## SHORT TASK 1
Translate this sentence from the Countdown review into Spanish: "Only one of these characters appears in this issue."

-- GIVEN PASSAGE start --

I missed reviewing last week’s issue of “Countdown,” so I’m going to take a quick look at last week’s and this week’s.

 

Only one of these characters appears in this issue.

In last week’s Countdown #45, we catch up with Donna Troy, who’s trying to fight off the alien Forerunner in Washington, D.C. Basically, Forerunner is tougher’n spit. Donna’s got powers like Wonder Woman and fairly recently spent some time as one of the Titans of myth, but she has serious trouble with Forerunner. But in the end, she and Jason Todd are saved by one of the transdimensional Monitors. Forerunner, distressed that the Monitors consider her nothing more than an untrustworthy weapon, resolves to sever her links to them and stay on Earth.

Meanwhile, Jimmy Olsen is still trying to discover why he’s starting to manifest superpowers, and Holly Robinson, who took over for Selina Kyle for a while as Catwoman, meets up with someone who offers her charity and shelter. And a few timelost members of the Legion of Super-Heroes sit around the Justice League’s satellite HQ and verbally spar with the JSA’s Dr. Mid-Nite.

Much of this issue is fairly pointless, but the big fight between Donna and Forerunner is a nice fat dose of happy, so I’ll give it a thumbs-up.

-- GIVEN PASSAGE end --
-- PROVIDED MATERIAL start --

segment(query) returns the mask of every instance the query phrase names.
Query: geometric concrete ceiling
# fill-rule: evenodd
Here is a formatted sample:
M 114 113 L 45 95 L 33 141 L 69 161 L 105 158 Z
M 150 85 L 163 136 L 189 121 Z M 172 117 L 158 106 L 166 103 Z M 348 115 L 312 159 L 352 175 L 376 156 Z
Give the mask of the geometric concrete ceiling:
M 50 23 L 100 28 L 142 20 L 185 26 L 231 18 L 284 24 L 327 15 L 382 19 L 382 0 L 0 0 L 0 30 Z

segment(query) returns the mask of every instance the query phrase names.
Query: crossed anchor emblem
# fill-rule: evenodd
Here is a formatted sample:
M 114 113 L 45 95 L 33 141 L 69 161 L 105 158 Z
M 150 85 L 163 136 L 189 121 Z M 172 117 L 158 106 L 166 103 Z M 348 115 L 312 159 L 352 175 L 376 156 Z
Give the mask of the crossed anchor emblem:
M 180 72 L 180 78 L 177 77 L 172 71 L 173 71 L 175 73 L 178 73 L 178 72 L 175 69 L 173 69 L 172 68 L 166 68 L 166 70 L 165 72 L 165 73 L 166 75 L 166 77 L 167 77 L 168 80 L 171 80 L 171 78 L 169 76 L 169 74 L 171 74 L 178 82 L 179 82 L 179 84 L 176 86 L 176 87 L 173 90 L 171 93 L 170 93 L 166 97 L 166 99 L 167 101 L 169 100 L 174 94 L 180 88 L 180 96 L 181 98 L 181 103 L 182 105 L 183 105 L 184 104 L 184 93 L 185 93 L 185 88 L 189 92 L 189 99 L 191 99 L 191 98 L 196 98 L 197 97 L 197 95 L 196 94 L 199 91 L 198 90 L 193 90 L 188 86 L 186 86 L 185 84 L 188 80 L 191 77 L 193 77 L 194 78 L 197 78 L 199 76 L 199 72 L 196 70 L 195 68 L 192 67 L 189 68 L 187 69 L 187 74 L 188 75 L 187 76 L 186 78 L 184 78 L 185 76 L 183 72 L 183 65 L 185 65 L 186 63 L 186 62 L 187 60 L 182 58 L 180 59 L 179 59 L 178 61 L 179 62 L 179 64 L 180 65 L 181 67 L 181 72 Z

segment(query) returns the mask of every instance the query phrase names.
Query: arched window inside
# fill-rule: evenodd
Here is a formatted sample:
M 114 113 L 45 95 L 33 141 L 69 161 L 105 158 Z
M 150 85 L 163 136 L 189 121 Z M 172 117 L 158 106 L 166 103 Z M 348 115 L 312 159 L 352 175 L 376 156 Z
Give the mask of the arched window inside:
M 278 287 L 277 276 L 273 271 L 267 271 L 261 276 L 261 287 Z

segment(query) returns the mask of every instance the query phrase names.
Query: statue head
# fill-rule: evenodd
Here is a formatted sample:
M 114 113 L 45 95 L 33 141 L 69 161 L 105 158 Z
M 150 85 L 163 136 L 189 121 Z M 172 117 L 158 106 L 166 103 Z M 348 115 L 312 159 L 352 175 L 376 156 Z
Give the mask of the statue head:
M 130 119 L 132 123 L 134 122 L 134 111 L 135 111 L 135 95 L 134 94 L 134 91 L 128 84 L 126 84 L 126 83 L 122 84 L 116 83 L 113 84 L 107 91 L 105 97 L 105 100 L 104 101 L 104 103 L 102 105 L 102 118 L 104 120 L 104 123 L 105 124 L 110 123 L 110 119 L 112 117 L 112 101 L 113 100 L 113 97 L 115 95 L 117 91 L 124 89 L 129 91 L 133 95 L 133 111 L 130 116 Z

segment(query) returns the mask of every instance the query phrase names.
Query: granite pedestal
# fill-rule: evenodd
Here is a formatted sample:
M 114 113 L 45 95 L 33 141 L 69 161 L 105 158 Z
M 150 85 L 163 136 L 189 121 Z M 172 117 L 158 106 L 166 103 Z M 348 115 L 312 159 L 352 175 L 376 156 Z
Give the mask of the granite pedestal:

-- PROVIDED MATERIAL end --

## SHORT TASK 2
Recast the listing, from its first line up to and including the line containing "M 50 23 L 100", as a JSON list of strings with one string per line, omitting blank lines.

## FINAL ANSWER 1
Solo uno de estos personajes aparece en este número.

## FINAL ANSWER 2
[
  "segment(query) returns the mask of every instance the query phrase names.",
  "Query: geometric concrete ceiling",
  "# fill-rule: evenodd",
  "Here is a formatted sample:",
  "M 114 113 L 45 95 L 33 141 L 69 161 L 105 158 Z",
  "M 150 85 L 163 136 L 189 121 Z M 172 117 L 158 106 L 166 103 Z M 348 115 L 312 159 L 352 175 L 376 156 Z",
  "Give the mask of the geometric concrete ceiling:",
  "M 50 23 L 100 28 L 142 20 L 185 26 L 231 18 L 284 24 L 327 15 L 382 19 L 382 0 L 0 0 L 0 30 Z"
]